Passage to read:
- Coat of arms
- Interactive map of Gmina Trzebiel
- Coordinates (Trzebiel): 51°38′9″N 14°48′59″E﻿ / ﻿51.63583°N 14.81639°E
- Country: Poland
- Voivodeship: Lubusz
- County: Żary
- Seat: Trzebiel

Area
- • Total: 166.59 km^{2} (64.32 sq mi)

Population (2019-06-30)
- • Total: 5,679
- • Density: 34.09/km^{2} (88.29/sq mi)
- Website: http://www.trzebiel.pl

= Gmina Trzebiel =

Gmina Trzebiel is a rural gmina (administrative district) in Żary County, Lubusz Voivodeship, in western Poland, on the German border. Its seat is the village of Trzebiel, which lies approximately 22 km west of Żary and 59 km south-west of Zielona Góra.

What is asked:
**a.** In the Gmina Trzebiel text, what distance and direction separate the village of Trzebiel from Zielona Góra?
**b.** Reproduce the Gmina Trzebiel text between "Population (2019-06-30)" and "of Zielona Góra.", inclusive.
**c.** From the data lines of the Gmina Trzebiel text, list the values given for country, voivodeship, county, and seat.

Recorded information:
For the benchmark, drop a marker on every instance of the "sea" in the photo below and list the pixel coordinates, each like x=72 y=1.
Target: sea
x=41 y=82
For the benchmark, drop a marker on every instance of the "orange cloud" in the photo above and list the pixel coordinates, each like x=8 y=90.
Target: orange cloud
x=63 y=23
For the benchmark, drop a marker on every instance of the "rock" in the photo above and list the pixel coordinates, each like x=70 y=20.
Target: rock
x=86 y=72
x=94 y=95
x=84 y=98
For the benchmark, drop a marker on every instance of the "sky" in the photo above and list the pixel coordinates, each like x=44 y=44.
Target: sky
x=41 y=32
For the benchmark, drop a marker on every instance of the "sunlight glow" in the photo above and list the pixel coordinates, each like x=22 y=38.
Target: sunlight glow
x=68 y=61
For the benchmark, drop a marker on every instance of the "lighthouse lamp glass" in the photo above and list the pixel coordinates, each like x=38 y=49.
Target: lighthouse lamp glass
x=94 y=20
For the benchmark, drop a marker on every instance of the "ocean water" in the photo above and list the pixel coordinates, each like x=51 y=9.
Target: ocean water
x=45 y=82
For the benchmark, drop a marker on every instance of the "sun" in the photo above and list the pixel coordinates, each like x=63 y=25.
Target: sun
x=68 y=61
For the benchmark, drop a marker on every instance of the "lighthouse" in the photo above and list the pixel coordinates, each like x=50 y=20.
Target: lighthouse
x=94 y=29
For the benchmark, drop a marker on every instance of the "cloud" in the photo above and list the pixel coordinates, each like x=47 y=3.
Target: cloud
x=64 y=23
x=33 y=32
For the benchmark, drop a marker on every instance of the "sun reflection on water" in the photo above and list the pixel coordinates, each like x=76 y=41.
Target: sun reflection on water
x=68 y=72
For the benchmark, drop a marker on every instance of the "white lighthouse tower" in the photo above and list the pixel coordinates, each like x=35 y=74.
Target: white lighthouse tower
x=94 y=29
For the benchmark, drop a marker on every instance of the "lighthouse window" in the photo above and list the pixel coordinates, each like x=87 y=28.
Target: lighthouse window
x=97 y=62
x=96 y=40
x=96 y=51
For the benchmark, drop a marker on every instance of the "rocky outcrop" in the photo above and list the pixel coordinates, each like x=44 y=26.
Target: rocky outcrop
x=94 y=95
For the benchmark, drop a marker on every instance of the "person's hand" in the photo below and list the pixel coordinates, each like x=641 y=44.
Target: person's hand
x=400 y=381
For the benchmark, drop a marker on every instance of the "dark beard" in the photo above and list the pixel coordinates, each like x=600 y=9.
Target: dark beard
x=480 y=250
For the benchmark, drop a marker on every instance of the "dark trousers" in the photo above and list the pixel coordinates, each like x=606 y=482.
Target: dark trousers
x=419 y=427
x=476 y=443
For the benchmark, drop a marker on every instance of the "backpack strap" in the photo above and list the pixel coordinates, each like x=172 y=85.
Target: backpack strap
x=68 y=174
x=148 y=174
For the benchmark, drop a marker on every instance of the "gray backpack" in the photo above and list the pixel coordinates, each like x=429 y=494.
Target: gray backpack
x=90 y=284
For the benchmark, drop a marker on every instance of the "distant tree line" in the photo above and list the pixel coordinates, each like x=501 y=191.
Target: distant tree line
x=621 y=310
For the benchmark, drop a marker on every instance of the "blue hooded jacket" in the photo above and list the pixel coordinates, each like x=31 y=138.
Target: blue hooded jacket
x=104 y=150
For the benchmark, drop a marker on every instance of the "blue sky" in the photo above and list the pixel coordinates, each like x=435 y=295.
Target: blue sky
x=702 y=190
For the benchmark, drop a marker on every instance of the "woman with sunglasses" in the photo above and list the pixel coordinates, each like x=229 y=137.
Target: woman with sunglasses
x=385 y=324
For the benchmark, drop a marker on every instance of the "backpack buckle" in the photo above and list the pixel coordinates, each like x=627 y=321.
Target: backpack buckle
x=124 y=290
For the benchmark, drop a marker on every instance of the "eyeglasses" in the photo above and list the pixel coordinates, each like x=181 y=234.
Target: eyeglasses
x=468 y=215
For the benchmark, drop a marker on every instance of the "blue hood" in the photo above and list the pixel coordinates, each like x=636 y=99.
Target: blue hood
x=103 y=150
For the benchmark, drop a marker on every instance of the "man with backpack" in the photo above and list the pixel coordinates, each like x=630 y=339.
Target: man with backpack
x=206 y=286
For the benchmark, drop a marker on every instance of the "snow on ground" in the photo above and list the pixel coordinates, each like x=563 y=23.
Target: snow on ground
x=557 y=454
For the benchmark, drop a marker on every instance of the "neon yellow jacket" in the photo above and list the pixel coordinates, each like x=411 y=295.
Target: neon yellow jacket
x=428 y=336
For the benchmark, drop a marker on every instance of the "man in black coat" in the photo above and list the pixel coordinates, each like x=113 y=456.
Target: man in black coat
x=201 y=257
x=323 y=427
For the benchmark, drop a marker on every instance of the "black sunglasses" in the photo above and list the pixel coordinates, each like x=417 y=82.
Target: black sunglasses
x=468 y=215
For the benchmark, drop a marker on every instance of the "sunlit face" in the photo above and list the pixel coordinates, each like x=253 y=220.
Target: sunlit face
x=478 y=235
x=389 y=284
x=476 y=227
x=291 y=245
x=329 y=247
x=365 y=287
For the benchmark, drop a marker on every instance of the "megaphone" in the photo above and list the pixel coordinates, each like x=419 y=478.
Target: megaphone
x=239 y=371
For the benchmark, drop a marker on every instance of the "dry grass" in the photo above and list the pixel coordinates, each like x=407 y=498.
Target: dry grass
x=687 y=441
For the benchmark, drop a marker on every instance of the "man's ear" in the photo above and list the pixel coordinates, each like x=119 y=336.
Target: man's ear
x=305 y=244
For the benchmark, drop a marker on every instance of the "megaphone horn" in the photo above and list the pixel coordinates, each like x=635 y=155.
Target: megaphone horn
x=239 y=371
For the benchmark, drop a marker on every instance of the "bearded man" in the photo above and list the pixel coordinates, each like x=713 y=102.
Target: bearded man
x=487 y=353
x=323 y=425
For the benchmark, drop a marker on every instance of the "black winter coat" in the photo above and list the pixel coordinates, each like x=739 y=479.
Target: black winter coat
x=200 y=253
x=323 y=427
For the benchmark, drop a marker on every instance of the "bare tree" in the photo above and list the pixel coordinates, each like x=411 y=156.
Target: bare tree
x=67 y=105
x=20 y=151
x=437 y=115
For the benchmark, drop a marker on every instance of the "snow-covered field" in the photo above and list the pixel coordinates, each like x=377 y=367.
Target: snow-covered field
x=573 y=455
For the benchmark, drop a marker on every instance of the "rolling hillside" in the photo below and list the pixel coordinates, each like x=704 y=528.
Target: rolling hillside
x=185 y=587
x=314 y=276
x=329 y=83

Answers by task:
**a.** Approximately 59 km south-west.

**b.**
Population (2019-06-30)
- • Total: 5,679
- • Density: 34.09/km^{2} (88.29/sq mi)
- Website: http://www.trzebiel.pl

= Gmina Trzebiel =

Gmina Trzebiel is a rural gmina (administrative district) in Żary County, Lubusz Voivodeship, in western Poland, on the German border. Its seat is the village of Trzebiel, which lies approximately 22 km west of Żary and 59 km south-west of Zielona Góra.

**c.**
- Country: Poland
- Voivodeship: Lubusz
- County: Żary
- Seat: Trzebiel